EXCERPTED TEXT:
┌──

An LSU professor is conducting research on how Black communities in Baton Rouge are impacted by COVID-19.
David Stamps, an assistant professor in strategic communication and mass media, collected data from members of the community regarding their resources and shared experiences.
“There’s a plethora of evidence that communities of color have been hit harder by COVID-19 than white communities,” Stamps said.
In Louisiana alone, African Americans make up roughly 70% of COVID-19 cases, but the African American population only comprises 32% of the
Stamps said African Americans are more susceptible to the negative impacts of the pandemic because they are statistically more likely to live in areas with worse air quality, leading to preexisting health conditions such as asthma.
“These factors existed before,” Stamps said. “What COVID did was shine a light and really exacerbate those issues.”
Tina Harris, an internationally renowned interracial communication scholar and the Douglas L. Manship Sr.-Dori Maynard Race, Media and Cultural Literacy Endowed Chair, echoed Stamps’ sentiments.
“It’s heightened society and even members of the Black community to the racial and ethnic disparities that have existed in our country for decades,” Harris said.
Stamps’ research partnered with the E. Pluribus Unum Institute, a nonprofit working toward equity and inclusion for all individuals in the Deep South run by former mayor of New Orleans Mitch Landrieu.

└──

PROBLEM SET:
[A] Return everything in the article on COVID-19 in Baton Rouge's Black communities from "An LSU professor" down to "such as asthma.", word for word.
[B] Resume the article on COVID-19's impact on Black communities in Baton Rouge after its last sentence.

EXTRACTED RECORDS:
┌──

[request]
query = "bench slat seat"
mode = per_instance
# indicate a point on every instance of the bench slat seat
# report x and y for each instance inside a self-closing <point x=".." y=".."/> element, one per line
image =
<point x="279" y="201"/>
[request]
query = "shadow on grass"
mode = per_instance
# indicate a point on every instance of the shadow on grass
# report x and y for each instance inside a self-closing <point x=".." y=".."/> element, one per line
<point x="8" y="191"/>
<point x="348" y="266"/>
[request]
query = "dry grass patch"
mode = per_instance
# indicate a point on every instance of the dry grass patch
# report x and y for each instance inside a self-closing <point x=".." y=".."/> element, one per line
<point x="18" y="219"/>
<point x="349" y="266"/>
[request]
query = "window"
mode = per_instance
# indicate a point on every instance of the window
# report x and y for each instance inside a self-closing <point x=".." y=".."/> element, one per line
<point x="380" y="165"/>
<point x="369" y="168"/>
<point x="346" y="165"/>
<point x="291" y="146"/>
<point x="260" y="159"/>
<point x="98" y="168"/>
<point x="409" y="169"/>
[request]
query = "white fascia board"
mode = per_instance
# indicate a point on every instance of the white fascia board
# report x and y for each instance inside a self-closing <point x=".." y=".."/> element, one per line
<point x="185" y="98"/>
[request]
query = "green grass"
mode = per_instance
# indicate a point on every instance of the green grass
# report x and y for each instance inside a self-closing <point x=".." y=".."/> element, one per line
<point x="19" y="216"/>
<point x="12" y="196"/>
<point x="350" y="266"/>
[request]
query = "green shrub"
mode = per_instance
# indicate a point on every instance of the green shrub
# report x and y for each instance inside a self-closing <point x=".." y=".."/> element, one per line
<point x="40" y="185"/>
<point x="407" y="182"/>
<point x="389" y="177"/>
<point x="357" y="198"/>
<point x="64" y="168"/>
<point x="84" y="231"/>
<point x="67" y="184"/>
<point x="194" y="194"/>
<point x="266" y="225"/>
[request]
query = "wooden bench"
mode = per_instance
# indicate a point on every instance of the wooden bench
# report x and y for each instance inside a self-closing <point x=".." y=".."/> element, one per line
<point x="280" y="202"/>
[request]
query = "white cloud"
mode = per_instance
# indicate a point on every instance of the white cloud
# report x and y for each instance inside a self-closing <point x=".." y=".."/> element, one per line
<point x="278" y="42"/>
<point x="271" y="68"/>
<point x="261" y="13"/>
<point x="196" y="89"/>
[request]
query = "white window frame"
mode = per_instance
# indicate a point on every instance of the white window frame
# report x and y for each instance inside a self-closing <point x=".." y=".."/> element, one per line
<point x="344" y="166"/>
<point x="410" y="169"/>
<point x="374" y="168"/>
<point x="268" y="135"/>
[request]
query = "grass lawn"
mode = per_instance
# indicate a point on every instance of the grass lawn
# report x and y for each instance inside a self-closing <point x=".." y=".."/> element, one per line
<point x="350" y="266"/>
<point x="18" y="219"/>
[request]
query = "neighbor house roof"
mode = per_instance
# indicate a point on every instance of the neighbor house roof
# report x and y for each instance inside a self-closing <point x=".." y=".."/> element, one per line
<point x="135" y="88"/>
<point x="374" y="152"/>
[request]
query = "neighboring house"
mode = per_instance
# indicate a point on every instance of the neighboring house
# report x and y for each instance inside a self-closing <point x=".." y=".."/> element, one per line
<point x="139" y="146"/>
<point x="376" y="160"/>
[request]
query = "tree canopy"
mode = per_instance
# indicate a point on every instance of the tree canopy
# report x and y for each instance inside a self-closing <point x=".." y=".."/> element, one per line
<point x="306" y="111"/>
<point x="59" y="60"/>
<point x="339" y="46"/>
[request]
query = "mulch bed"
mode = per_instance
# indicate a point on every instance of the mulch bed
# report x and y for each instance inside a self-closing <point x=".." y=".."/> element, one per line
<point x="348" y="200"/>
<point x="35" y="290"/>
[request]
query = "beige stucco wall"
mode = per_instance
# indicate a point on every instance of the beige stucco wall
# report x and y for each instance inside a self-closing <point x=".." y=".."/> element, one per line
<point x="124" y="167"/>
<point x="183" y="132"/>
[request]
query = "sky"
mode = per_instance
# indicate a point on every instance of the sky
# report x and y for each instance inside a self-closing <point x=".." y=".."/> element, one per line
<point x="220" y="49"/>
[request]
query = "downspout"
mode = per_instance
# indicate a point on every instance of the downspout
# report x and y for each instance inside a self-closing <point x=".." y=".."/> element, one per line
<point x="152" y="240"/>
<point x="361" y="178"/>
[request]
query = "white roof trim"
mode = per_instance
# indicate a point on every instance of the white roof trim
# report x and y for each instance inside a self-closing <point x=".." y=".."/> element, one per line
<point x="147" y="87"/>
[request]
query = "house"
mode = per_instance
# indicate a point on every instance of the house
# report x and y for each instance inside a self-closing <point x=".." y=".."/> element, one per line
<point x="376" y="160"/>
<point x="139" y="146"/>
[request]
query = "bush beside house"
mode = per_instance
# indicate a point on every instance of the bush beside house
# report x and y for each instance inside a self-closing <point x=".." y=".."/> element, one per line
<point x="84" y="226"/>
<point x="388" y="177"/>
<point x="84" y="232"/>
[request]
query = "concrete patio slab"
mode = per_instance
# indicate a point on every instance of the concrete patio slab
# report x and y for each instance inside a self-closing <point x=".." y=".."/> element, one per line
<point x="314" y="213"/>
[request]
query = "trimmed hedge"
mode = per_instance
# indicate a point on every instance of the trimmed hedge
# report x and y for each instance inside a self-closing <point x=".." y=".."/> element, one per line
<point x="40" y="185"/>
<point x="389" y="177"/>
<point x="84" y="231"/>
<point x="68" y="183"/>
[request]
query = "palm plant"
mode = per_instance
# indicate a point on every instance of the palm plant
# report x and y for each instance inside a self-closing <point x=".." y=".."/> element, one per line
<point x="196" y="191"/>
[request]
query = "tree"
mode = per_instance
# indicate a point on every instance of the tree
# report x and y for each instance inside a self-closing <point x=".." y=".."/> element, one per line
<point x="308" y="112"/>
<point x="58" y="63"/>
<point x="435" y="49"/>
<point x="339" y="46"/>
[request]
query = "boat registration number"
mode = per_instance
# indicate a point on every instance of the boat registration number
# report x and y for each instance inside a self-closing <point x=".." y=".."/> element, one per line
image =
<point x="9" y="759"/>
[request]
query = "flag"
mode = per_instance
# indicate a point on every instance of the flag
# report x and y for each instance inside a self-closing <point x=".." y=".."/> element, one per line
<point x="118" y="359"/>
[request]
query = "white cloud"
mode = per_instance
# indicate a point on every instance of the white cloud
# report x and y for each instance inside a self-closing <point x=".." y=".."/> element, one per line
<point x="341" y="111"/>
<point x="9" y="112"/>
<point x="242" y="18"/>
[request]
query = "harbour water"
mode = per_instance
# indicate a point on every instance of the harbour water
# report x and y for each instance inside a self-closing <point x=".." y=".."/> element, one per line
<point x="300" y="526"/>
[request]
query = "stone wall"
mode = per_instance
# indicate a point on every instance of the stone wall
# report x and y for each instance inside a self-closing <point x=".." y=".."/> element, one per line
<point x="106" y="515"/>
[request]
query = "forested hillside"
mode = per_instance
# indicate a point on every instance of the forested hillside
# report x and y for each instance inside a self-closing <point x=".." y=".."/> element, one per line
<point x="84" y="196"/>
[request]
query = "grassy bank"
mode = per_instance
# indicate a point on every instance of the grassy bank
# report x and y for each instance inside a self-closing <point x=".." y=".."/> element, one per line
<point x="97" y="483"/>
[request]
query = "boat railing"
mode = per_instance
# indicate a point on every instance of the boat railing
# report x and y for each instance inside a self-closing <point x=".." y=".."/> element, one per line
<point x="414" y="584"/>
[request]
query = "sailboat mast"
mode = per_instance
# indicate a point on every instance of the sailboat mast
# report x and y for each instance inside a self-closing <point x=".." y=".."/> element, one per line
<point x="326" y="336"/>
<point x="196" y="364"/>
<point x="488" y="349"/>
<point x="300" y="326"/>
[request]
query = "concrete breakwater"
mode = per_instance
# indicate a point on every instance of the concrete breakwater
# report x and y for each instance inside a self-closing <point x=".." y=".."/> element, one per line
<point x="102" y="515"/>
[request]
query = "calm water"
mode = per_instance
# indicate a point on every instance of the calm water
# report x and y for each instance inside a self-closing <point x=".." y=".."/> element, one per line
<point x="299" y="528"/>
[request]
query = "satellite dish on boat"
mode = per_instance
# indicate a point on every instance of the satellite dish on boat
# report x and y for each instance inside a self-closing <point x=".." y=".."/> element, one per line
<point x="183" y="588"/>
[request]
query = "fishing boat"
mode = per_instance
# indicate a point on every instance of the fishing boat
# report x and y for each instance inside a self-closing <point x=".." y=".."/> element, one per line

└──

RESPONSES IN ORDER:
[A]
An LSU professor is conducting research on how Black communities in Baton Rouge are impacted by COVID-19.
David Stamps, an assistant professor in strategic communication and mass media, collected data from members of the community regarding their resources and shared experiences.
“There’s a plethora of evidence that communities of color have been hit harder by COVID-19 than white communities,” Stamps said.
In Louisiana alone, African Americans make up roughly 70% of COVID-19 cases, but the African American population only comprises 32% of the
Stamps said African Americans are more susceptible to the negative impacts of the pandemic because they are statistically more likely to live in areas with worse air quality, leading to preexisting health conditions such as asthma.

[B]
Through partnerships with third party vendors and local vendors throughout the community, Stamps surveyed almost 330 Black individuals, diverse in age and gender, to pull information for recommendations as how to best aid Black communities.
While his research team expected to see a need for financial aid and stimulus payment, the collected data showed an overwhelming need for digital literacy.
“In the midst of COVID-19, being able to talk to your doctor over Zoom or Skype or request medications online keeps you safe,” Stamps said. It’s really about creating more hotspots, expanding broadband and creating classes that teach people how to access the right apps.”
Stamps also said that of all the medical professionals in the country, about 5% are African American even though African Americans make up 14% of the population. The lack of Black doctors has a detrimental impact on the Black community.
“We are grossly underrepresented,” Stamps said. “A doctor who looks like you, who understands your lived experiences and understands the nuance of your identity can tailor medical examinations and practices toward that community.”
Stamps’ research offered a data-based outlook on how communities can assist their Black citizens.
Harris said she found the effect on the community to be depressing; she hopes change could materialize from the research.
“People could come together and develop creative ways to support these communities,” Harris said. “I think that if people were to be strategic, they could work together and collaborate and identify ways they could give back to the local community.”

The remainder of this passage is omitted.